─── 本文抜粋
■ヒューマントラストシネマ有楽町での開催期間
11/23(土祝)~12/1(日)
■料金
前売券 (11/2(土) PM 12:00~11/22(金) 19:00まで):一般¥1,500-/U-25割¥1,100-
会期中券(11/23(土)AM 10:00~):一般¥2,000-/U-25割¥1,500-
※平成11年1月1日以降生まれの方を対象としたU-25割チケットがございます。当日会場にて年齢確認をさせていただく場合がありますので、年齢を証明できるものをお持ちください。
※障がい者手帳をお持ちの方はU-25割が適用されます。(付き添い1名様まで同料金でご購入いただけます。ご入場の際に、障がい者手帳をチケットと一緒にご提示ください。)
※チケットの払戻、交換、再発行はいたしません。また、当日にチケットをお持ちでない方は入場できません。チケット・最新情報詳細は映画祭公式サイトにてご確認ください。
※入場はチケットのQRコードでの入場です。オンライン購入の場合は、購入完了メールよりQRコードを開いて提示ください。
※一度完売した上映回であっても、状況により追加販売を行う可能性がございます。
※特別興行のため、TCGメンバーズカード、各種割引およびご招待券などはご利用頂けません。
※株主優待のご招待券、提示割引ともにご利用いただけません。
──────
─── 提供データ
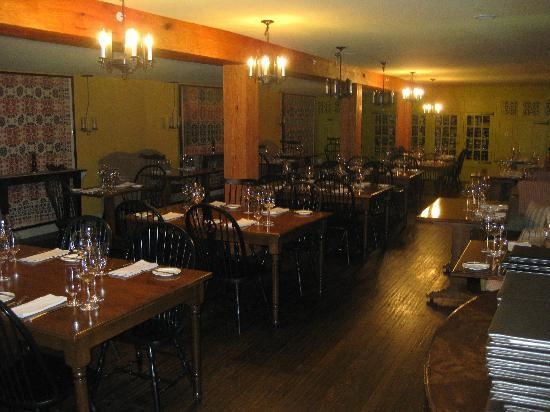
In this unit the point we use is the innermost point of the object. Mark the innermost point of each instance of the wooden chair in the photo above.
(222, 250)
(337, 197)
(29, 379)
(71, 233)
(167, 245)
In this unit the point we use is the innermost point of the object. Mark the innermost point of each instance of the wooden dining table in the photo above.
(127, 303)
(287, 227)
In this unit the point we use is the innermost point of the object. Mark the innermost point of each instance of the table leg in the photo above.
(275, 286)
(196, 338)
(81, 389)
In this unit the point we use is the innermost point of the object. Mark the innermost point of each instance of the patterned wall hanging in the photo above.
(299, 121)
(36, 116)
(202, 119)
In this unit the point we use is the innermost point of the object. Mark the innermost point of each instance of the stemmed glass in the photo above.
(269, 203)
(4, 255)
(72, 285)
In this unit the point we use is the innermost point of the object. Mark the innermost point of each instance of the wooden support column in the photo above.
(351, 109)
(403, 129)
(241, 123)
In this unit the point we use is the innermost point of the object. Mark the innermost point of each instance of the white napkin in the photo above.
(276, 211)
(38, 305)
(40, 257)
(133, 269)
(172, 216)
(243, 222)
(512, 243)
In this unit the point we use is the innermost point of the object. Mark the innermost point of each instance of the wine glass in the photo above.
(269, 203)
(72, 285)
(4, 255)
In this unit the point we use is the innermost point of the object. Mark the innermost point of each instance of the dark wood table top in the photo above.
(455, 375)
(448, 210)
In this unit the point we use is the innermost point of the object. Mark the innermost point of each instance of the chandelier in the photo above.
(411, 92)
(434, 108)
(136, 53)
(383, 97)
(337, 87)
(265, 69)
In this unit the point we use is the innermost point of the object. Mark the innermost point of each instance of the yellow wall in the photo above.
(131, 115)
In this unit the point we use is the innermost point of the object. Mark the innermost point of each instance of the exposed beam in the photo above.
(77, 22)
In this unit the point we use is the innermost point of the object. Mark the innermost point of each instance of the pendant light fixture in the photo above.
(412, 93)
(383, 97)
(339, 88)
(136, 53)
(434, 108)
(266, 69)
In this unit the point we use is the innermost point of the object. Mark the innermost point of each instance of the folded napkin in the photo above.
(172, 216)
(38, 305)
(276, 211)
(40, 257)
(133, 269)
(512, 243)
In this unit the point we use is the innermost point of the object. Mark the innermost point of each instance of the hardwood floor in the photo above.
(359, 347)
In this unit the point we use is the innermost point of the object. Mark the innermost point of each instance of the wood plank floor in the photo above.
(359, 347)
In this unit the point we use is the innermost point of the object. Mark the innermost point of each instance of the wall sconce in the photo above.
(174, 120)
(88, 124)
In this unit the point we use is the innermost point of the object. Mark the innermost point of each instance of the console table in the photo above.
(25, 178)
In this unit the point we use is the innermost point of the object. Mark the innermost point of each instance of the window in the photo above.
──────
▶ _設問_:
1. チケット案内に照らして、次の(a)～(c)の記述が一致するかを「はい」または「いいえ」で答え、判断の決め手となる本文の語句を引用してください。
(a) 前売券の一般料金は1,500円である。
(b) 購入したチケットは払い戻しを受けられる。
(c) 障がい者手帳をお持ちの方の付き添いは、2名まで同料金で購入できる。
2. チケット案内に基づき、次の問いに答えてください。
(a) ヒューマントラストシネマ有楽町での開催期間はいつからいつまでか。
(b) U-25割チケットの対象となるのは、いつ以降に生まれた方か。
(c) 入場の際に用いるものは何か。
3. チケット案内の続きを、株主優待に関する最後の注意書きの後から書き進めてください。

▶ _解答_:
1.
(a) はい。「一般¥1,500-/U-25割¥1,100-」
(b) いいえ。「チケットの払戻、交換、再発行はいたしません。」
(c) いいえ。「付き添い1名様まで同料金でご購入いただけます。」

2.
(a) 11/23(土祝)~12/1(日)
(b) 平成11年1月1日以降
(c) チケットのQRコード

3.
※東京都では18歳未満の方は23時を過ぎる上映回には保護者同伴であってもご入場頂けません。
■販売期間
・前売券販売
オンライン:11/2(土) PM 12:00~11/22(金) 19:00まで
※劇場窓口での販売も劇場オープン時間(※11/2(土) PM 12:00~11/22(金) 19:00まで)からとなります。連日、最終回上映開始と同時に窓口販売は終了となります。ご注意ください。
※11/22(金)の東京フィルメックス上映作品の窓口販売は19:00をもって終了とさせていただきます。
※購入後の変更・キャンセルはいたしかねます。
★前売券販売終了(11/22 19時)~会期中券販売開始(11/23 10時)の間は、ホームページ上には表示がされませんのでご了承ください。
会期中券販売開始のタイミングで再表示されます。(数分タイムラグが発生する場合がございます。何卒ご了承ください。)
・会期中券販売
オンライン:11/23(土)AM 10:00 ~各作品上映開始時刻の20分前まで
※劇場窓口での販売も11/23(土)AM 10:00 ~各作品上映開始時刻までとなります。お時間を過ぎての販売は行えませんのでご注意ください。
※窓口販売は連日 最終回上映開始と同時に窓口販売は終了となります。ご注意ください。
※お立見販売はございません。また、キャンセルチケットもございませんので、何卒ご了承ください。(購入後の変更・キャンセルはいたしかねます)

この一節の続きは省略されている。